--- EXERCISE AIM ---
The data must be returned in full, with no character altered.

--- AVAILABLE RECORDS ---
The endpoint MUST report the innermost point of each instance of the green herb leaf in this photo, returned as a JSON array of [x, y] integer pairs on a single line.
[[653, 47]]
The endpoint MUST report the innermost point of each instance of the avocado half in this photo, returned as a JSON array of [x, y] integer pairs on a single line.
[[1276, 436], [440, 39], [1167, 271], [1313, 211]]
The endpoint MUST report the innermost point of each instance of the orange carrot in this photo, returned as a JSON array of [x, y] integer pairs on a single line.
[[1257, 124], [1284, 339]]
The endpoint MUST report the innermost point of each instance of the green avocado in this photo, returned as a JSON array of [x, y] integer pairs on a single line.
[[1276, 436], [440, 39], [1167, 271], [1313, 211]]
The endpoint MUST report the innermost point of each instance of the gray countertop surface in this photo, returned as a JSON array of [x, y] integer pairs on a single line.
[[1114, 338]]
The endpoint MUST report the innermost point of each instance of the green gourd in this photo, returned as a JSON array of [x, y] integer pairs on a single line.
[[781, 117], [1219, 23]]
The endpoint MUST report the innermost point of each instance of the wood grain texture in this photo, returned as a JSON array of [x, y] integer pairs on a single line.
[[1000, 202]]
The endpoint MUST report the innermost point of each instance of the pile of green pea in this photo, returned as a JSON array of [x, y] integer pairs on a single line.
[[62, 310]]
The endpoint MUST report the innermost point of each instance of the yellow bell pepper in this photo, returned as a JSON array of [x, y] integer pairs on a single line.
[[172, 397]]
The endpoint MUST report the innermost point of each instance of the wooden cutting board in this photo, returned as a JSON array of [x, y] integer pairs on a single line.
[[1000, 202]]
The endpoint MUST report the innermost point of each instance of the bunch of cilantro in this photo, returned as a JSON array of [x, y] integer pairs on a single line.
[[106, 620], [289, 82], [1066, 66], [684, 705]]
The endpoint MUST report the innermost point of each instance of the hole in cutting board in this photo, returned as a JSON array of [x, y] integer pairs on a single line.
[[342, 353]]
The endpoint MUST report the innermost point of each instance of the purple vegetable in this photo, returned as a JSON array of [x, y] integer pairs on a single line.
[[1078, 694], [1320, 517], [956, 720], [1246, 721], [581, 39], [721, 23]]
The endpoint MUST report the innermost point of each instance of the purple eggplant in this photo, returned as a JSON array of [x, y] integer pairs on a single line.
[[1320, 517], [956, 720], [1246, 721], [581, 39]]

--- EXPECTED ANSWER ---
The endpoint MUST report the innermost point of each instance of the green herb leaf in this photo, returned as a JSON array of [x, y] integer pairs on a single line.
[[653, 47]]
The endpoint MUST report the innermost point of each instance of the avocado half in this photo, returned as a JSON array of [x, y] integer pairs on a single line.
[[1276, 436], [440, 39], [1167, 271], [1313, 211]]
The endpoint MUST report the innermost point of each instance of the orange carrot in this photo, returned as a JSON array of [x, y] integer pairs on a single line.
[[1257, 124], [1284, 339]]
The endpoint MUST report the innermost point of each instance of the green avocado in this photo, returned as a JSON array of [x, y] integer pairs on a single line.
[[1276, 436], [440, 39], [1167, 271], [1313, 211]]
The endpoint MUST report the innermost point of each instance of the gray countertop surface in this photo, returned as a JSON array of [x, y] integer pairs on a single line.
[[1114, 338]]
The endpoint MUST report the innermost point of each instance of the green gourd in this photo, returned as a JSON array of [x, y] integer pairs on a single line.
[[781, 117], [1219, 23]]
The endpoint MUST report the innermost point of each instance of the wood grain texture in this photo, returned as a JSON array of [x, y] integer pairs on a single line.
[[1000, 202]]
The endpoint MUST report the innermost point of each instance of the pile of green pea in this photo, returned as a JSON array of [x, y] integer pairs on a single line.
[[62, 310]]
The endpoint MUST report the innermost point of each instance of the yellow bell pepper in this photo, returned as a JSON array of [x, y] integer pairs on a single line.
[[172, 397]]
The endpoint MUST report the innermost point of each instance of the wooden cutting board in this photo, returned as a JSON array of [x, y] integer pairs on a single line.
[[1000, 202]]
The endpoint MUST report the innermost point of each instance of the bunch of cilantro in this photo, returned as a JSON array of [x, y] integer pairs on a single line.
[[106, 620], [289, 82], [1066, 66], [684, 705]]
The endpoint MUST report the innermost point of each instance of the hole in cutting board in this photo, returned as a JSON array of [x, y] integer pairs on a single line.
[[342, 353]]
The endpoint MUST report the innermost point of each instance of the purple vegetable in this photo, returned as a JSON array of [x, y] integer pairs on a single line.
[[1078, 694], [1320, 517], [956, 720], [1246, 721], [581, 39], [721, 23]]
The endpoint MUST report the innermost point of each instance of the purple eggplant in this photo, returned as a JSON array of [x, y] integer pairs on a single line.
[[1320, 517], [956, 720], [1246, 721], [581, 39]]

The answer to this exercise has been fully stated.